Task —
Copy out the lines below word for word, leaving out the pictures.

┄┄┄┄┄┄

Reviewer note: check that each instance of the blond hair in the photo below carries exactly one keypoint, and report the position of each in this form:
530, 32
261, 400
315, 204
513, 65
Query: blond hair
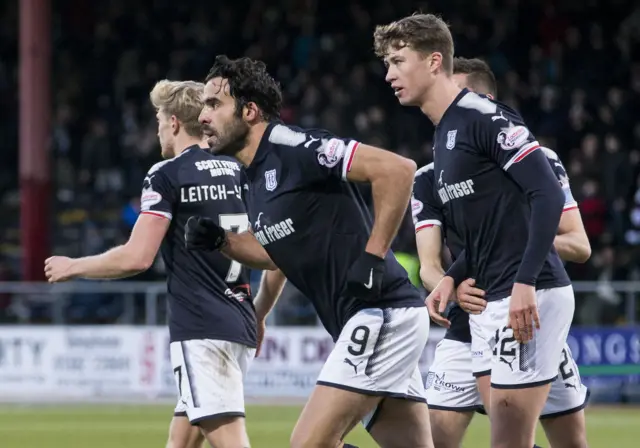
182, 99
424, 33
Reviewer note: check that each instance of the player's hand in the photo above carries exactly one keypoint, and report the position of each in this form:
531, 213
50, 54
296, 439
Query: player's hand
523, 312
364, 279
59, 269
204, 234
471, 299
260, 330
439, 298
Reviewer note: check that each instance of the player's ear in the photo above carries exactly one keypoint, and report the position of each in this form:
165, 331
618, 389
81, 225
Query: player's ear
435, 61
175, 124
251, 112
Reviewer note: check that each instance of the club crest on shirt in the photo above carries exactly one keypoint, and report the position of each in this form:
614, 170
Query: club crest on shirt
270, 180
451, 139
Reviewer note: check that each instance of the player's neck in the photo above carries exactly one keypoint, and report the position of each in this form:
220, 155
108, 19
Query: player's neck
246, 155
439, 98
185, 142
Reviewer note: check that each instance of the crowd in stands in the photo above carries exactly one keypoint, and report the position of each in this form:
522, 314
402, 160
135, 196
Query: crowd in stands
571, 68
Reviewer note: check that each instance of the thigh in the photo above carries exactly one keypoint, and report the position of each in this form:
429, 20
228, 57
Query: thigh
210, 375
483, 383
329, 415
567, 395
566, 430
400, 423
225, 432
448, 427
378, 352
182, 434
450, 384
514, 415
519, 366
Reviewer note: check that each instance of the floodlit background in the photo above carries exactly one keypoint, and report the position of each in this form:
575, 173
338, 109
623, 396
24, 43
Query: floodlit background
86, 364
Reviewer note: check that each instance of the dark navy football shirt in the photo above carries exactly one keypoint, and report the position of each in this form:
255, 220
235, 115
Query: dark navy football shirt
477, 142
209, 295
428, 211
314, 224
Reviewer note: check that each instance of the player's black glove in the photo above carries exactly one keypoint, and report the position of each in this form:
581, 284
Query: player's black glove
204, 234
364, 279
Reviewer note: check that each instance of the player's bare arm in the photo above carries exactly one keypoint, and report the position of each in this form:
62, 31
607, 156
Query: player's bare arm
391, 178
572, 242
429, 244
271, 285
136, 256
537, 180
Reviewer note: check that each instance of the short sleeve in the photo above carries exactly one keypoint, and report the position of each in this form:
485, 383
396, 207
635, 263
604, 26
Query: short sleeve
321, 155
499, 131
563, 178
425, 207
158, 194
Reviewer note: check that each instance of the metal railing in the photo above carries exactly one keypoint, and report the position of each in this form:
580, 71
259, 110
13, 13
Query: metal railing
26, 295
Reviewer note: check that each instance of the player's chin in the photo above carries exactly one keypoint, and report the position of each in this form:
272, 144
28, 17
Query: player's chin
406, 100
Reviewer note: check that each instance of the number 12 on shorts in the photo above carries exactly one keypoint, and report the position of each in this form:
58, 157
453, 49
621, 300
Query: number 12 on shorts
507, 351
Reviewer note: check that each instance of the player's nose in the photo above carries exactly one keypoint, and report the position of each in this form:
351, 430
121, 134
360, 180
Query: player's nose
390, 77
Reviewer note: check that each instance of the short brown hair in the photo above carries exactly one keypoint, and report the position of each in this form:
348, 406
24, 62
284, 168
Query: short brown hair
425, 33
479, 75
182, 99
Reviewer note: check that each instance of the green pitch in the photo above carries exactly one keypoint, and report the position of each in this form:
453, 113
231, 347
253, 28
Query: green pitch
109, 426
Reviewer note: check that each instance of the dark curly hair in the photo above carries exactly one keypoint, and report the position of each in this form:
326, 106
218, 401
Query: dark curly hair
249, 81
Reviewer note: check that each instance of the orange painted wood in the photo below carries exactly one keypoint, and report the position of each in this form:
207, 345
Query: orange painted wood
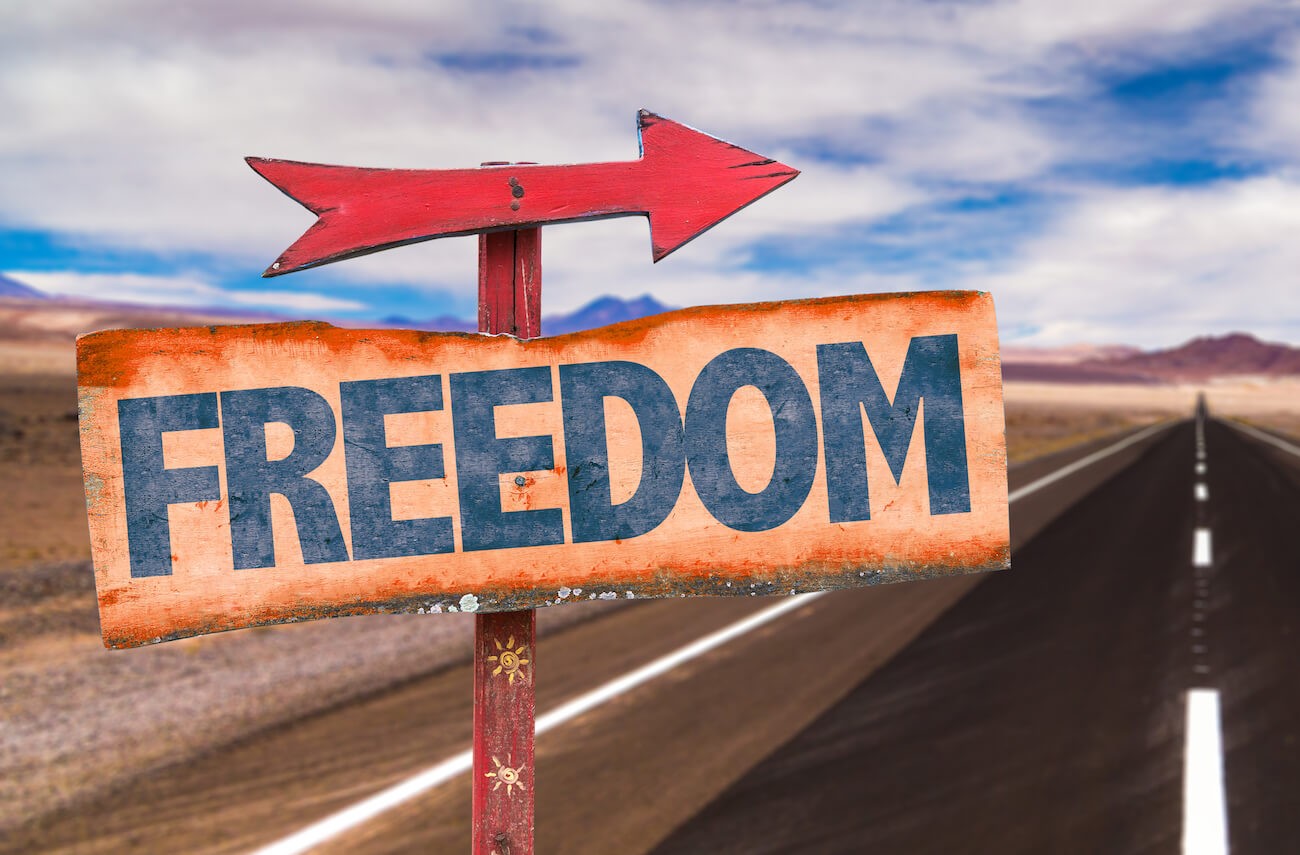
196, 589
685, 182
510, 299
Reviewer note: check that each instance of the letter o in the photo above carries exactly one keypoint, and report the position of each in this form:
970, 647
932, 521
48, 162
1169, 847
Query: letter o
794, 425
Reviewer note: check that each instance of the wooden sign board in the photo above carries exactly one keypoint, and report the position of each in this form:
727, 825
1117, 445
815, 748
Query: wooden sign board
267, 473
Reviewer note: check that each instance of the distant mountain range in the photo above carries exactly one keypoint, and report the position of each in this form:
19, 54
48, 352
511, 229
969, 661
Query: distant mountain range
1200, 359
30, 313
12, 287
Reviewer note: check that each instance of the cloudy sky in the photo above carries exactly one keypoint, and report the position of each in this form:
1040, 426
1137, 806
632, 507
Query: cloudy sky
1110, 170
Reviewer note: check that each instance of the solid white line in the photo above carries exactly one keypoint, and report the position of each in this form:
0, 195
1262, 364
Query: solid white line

┄┄┄┄┄┄

Answer to the task —
Reviewer note: check that each instance of the blond hair in the photo below carries exactly one keypoint, and report the position of each in this form:
530, 32
261, 400
315, 204
513, 65
Query: blond hair
182, 99
424, 33
Reviewer note: check that each instance of the player's hand in the photo above carries exactly one keypoint, and report the position of each in this form:
531, 213
50, 54
296, 439
Query: player's hand
523, 312
364, 279
59, 269
204, 234
471, 299
260, 330
439, 298
Reviewer note: check that each instance of the player's ear in the photo above carries exactly one keypoint, and report the position of each in this form:
165, 331
618, 389
81, 225
Query: player's ear
435, 61
175, 124
251, 112
Reviewer note: check that each instance of the club crest on shirt in the photo above carries exactly one keypoint, and report the position of each in this form:
614, 170
Query: club crest on shirt
270, 180
451, 139
Reviewer note: check that each instance of the player's neck in the photo above carries exactly one keypoint, and report the position of each in this form:
220, 155
108, 19
Query: player's neck
246, 155
439, 98
185, 142
Reviewer note: check that each instance of the crowd in stands in the photo above carries exactly one keypoint, and report the position of each in this form:
522, 314
402, 160
135, 196
Query: crowd in stands
571, 68
Reviewer note: check that each instance of the thigh in the photo above carries exactly one keypoint, and report the position of each in this form:
429, 20
228, 57
Query: thigh
210, 375
483, 383
329, 415
567, 395
566, 430
400, 423
225, 432
448, 427
378, 352
182, 434
450, 384
514, 415
519, 366
Reviewer note: check that each instance of the floodlit background in the photo above carries exactly one keypoint, and report the position of each in this form:
575, 173
338, 109
623, 396
24, 43
Query: floodlit background
86, 364
Reviewer note: check that each instance of the dark navy football shirt in the photo above carries exactly one keypoint, and report the position of each in this form:
255, 220
235, 115
Query: dark navy football shirt
477, 142
209, 295
428, 211
314, 224
Reviewer note: check that each instance of the player's black glove in the photo above carries exactly one keypoint, and report the position of each in this form:
581, 284
Query: player's black glove
204, 234
364, 279
Reviewer note: check that each instance of the player's bare arm in the photo above carries exactly one keypoint, and report the position of each in this form:
62, 31
607, 156
Query: player's bare arm
391, 178
572, 242
429, 244
271, 285
136, 256
537, 180
Reviewer note: check that each instance of the short sleeve in the photo above carries exactly one keypoint, and report the position of each in this form:
485, 383
396, 207
635, 263
604, 26
Query: short sleeve
321, 155
499, 131
563, 178
425, 207
158, 194
Reviewer note: check that each instance of the metal railing in the photo above carries exactly one keypoint, and report the position of each in this form:
580, 71
259, 110
13, 13
Query: metal railing
26, 295
Reviewer note: check that each instance of the player's chin in the photo above carries exactly one keypoint, and report the position of each in this form:
272, 144
28, 17
Query: player's chin
406, 100
Reviewer note: check that each instance of the number 12 on shorts in the photo above carries exactly one keypoint, and report the position of each in this form:
58, 157
453, 49
621, 300
Query: number 12 on shorts
507, 351
Reviewer note: check that each instance of the player's nose in the photo above carries exactly one keypoint, and report the position of each in this form:
351, 430
121, 134
360, 180
Query: player's nose
390, 77
Reviewer note: check that each instance of the short brown hair in the photo above carries exactly one keypoint, and report the position of each in this form:
348, 406
24, 62
284, 168
Query: short brown hair
425, 33
479, 75
182, 99
Reviewer note: check that each instance of the green pitch in the photo above carries exactly one keypoint, and report the position of each in this form:
453, 113
231, 347
253, 28
Query: green pitch
109, 426
Reviewer note: check that each instance of the dark curly hair in the photo above carries exactly one keypoint, and report the position of each in this form:
326, 106
218, 401
Query: dark curly hair
249, 81
Reviewer note: check that each instance of the orange painted wood in the photo below carries exactly one keypoint, and report the position of each in this form:
207, 345
Query: orange painted wood
196, 589
685, 182
510, 299
Reviewer note: check that each instance of the letter o in the photo above carries exactly one keypoint, and report the position of each in this form:
970, 647
932, 521
48, 162
1169, 847
Query: letter o
794, 425
Reviewer note: check that each instance of the wooden sign board in the photo above carries exactly one keypoint, and report the position of each in this form:
727, 825
1117, 445
815, 748
Query: wooden sign board
267, 473
Reviewer note: check that each instance of the distant mountain range in the photo above carries exactly one keypoint, and report the position of each in this form:
19, 54
48, 352
511, 229
969, 661
Query: distant mountain range
1200, 359
30, 313
12, 287
Reviewer note: check that each instance of the cloudy sky in the photo above carries exactly one keypoint, and report the position of each in this form:
1040, 426
1137, 806
632, 507
Query: cloudy sky
1110, 170
Reviewer note: check that each instance of the solid white line in the photo above carries exactly one keypoint, and report the position of each in this form:
0, 195
1262, 364
Query: solid white line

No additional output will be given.